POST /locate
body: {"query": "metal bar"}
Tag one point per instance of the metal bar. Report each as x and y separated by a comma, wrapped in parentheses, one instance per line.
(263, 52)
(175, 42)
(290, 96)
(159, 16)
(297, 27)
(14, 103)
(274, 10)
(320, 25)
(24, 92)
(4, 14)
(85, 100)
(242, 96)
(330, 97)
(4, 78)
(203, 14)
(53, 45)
□ □ □
Could you copy every row above, character for character, with nothing changed?

POST /locate
body: {"query": "metal bar"}
Tag one point per instance of the metal bar. Report each as x and y separated by a comma, wrapped in parentheses, one instance per line.
(263, 52)
(175, 42)
(290, 96)
(159, 16)
(297, 27)
(14, 103)
(274, 10)
(320, 25)
(24, 92)
(4, 14)
(85, 100)
(242, 96)
(330, 97)
(4, 78)
(203, 14)
(53, 45)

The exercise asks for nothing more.